**Yapılacak iş**
Malzemede "green" sözcüğünü içeren satırları belirleyin ve her birini kopyalayın.

**Etiketlenmiş nokta kayıtları**
★ ★ ★ ★ ★ ★ ★

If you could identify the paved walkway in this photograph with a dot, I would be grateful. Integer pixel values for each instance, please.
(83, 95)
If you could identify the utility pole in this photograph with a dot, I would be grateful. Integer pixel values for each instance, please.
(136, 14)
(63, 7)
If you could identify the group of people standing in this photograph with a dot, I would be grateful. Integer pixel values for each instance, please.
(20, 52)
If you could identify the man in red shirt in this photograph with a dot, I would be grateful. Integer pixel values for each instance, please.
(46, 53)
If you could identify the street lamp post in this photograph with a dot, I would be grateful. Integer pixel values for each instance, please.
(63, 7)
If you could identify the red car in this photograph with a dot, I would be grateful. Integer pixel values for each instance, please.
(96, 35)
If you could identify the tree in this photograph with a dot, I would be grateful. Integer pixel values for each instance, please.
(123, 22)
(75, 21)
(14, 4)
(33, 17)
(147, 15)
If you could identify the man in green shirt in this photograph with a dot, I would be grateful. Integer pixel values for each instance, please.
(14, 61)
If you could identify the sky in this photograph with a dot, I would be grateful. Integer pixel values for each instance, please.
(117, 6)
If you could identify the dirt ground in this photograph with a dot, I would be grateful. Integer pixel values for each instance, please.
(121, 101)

★ ★ ★ ★ ★ ★ ★

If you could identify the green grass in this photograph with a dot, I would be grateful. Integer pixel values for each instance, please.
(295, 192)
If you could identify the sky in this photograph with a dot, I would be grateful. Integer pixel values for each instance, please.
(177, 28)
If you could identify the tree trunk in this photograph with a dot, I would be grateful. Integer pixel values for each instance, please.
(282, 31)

★ ★ ★ ★ ★ ★ ★

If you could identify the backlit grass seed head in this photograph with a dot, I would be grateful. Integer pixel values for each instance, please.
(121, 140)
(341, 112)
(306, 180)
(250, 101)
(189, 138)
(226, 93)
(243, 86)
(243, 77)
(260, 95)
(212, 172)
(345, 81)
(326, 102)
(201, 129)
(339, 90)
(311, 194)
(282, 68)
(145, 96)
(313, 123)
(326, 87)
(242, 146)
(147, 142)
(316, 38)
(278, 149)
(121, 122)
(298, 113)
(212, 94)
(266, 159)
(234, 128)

★ ★ ★ ★ ★ ★ ★

**Sorunun yanıtı**
If you could identify the man in green shirt in this photograph with a dot, I would be grateful. Integer pixel values for each instance, please.
If you could identify the green grass in this photograph with a dot, I would be grateful. Integer pixel values for each instance, please.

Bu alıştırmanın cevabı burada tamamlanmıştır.